§ SUPPLIED PASSAGE:
"""

Reputation: 817
Let's say I have data in the following format:
group_id | entity_id | value
A a1 5
A a2 3
A a3 2
B b1 10
B b2 8
B b3 11
C c1 2
C c2 6
C c3 NaN
Table 1.
So each group (A/B/C) will have 3 entities, guaranteed. And each entity has a corresponding value (sometimes NaN if non-existent).
I want to make reshape this data from the existing format to...:
group_id | entity_1 | entity_2 | entity_3
A 5 3 2
B 10 8 11
C 2 6 NaN
Table 2.
Where entity_1/entity_2/entity_3 correspond to a1/a2/a3 (or b1/b2/b3, c1/c2/c3) respectively.
How do I do this?
One solution I found was to use the pivot function so...
df.pivot(index='group_id', columns='entity_id', values='value')
But as I understand it, the problem with this is that the columns for the entities in the resulting reshaped pivot table will not be in the format I wanted above in Table 2 -- this is important for some downstream stuff I'm doing with the data.
I might be asking a stupid question but I had trouble finding ways to use the existing pivot/melt functions to go from long to wide in the way that I described above. Can anyone help me out?
I'm happy to provide more details if necessary, just let me know!
Upvotes: 6
Views: 4854
Reputation: 862541
You can use pivot
and new columns are last value of column entity_id
extracted by indexing with str:
df = pd.pivot(index=df.group_id, columns=df.entity_id.str[-1], values=df.value)
.add_prefix('entity_')
.rename_axis(None, axis=1)

"""

§ PARTS OF THE EXERCISE:
- 1) In the pandas reshaping thread, how many entities does each group have?
- 2) List the column headers of Table 2 in the pandas reshaping thread.
- 3) Pick up the pandas reshaping thread after its final line and write the next part.

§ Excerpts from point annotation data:
"""

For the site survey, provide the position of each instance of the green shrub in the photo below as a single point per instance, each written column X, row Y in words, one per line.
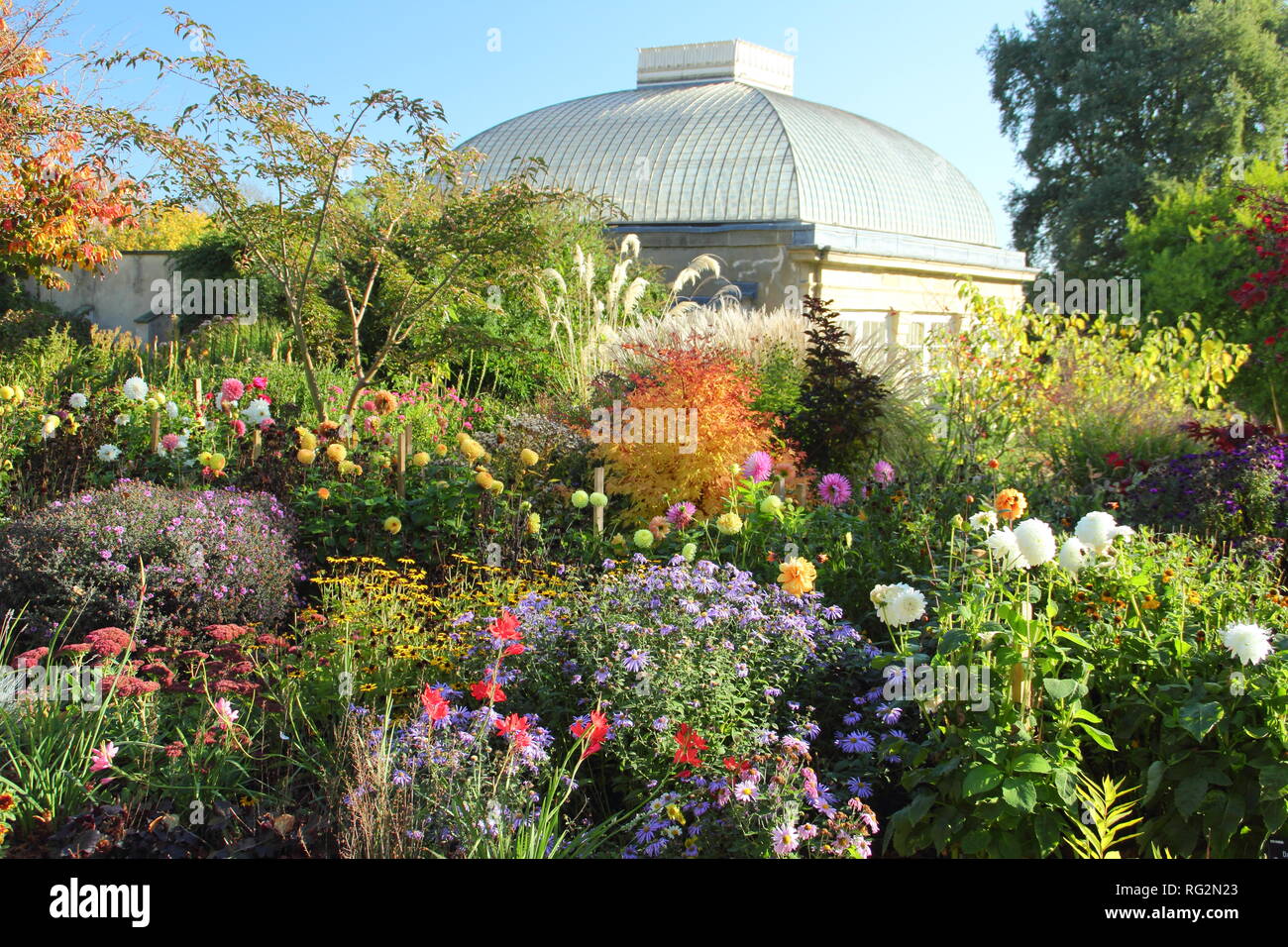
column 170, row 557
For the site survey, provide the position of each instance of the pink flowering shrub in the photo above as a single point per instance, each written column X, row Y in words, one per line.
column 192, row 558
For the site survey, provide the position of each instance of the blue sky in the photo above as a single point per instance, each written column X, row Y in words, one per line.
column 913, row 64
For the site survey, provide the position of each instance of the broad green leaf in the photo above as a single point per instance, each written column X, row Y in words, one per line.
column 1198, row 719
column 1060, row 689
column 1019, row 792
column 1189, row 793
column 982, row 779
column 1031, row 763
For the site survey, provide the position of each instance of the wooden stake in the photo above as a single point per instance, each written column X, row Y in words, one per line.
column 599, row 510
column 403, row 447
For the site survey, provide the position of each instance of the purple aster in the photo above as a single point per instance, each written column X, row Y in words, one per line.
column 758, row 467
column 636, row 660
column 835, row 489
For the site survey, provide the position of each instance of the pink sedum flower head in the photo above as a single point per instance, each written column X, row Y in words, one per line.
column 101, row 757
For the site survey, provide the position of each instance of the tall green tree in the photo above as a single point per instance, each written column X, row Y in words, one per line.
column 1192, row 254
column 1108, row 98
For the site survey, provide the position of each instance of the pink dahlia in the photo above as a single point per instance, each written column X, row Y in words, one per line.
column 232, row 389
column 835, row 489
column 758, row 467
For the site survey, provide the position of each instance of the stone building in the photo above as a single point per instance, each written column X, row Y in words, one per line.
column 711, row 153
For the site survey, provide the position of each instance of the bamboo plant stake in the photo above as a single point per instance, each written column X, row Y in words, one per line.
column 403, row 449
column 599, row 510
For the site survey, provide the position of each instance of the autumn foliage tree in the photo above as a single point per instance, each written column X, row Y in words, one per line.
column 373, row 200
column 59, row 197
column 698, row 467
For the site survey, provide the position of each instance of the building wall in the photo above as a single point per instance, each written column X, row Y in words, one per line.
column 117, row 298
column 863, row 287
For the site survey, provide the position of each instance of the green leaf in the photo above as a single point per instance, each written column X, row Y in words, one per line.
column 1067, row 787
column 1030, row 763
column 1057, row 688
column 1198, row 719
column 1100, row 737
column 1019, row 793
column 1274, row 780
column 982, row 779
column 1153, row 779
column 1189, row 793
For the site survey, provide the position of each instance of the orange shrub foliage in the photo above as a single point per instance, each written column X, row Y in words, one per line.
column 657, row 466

"""

§ ANSWERS TO THE EXERCISES:
- 1) Each group has 3 entities, guaranteed.

- 2) group_id, entity_1, entity_2, entity_3

- 3)
.reset_index()
print (df)
group_id entity_1 entity_2 entity_3
0 A 5.0 3.0 2.0
1 B 10.0 8.0 11.0
2 C 2.0 6.0 NaN
Solution with cumcount
:
df = pd.pivot(index=df.group_id,
columns=df.groupby('group_id').cumcount() + 1,
values=df.value)
.add_prefix('entity_')
.reset_index()
print (df)
group_id entity_1 entity_2 entity_3
0 A 5.0 3.0 2.0
1 B 10.0 8.0 11.0
2 C 2.0 6.0 NaN
Another solution with groupby
and apply
, last reshape by unstack
:
df = df.groupby("group_id")["value"]
.apply(lambda x: pd.Series(x.values))
.unstack()
.add_prefix('entity_')
.reset_index()
print (df)
group_id entity_0 entity_1 entity_2
0 A 5.0 3.0 2.0
1 B 10.0 8.0 11.0
2 C 2.0 6.0 NaN
If need count from 1
:
df = df.groupby("group_id")["value"].apply(lambda x: pd.Series(x.values))
.unstack()
.rename(columns = lambda x: x+1)
.add_prefix('entity_')
.reset_index()
print (df)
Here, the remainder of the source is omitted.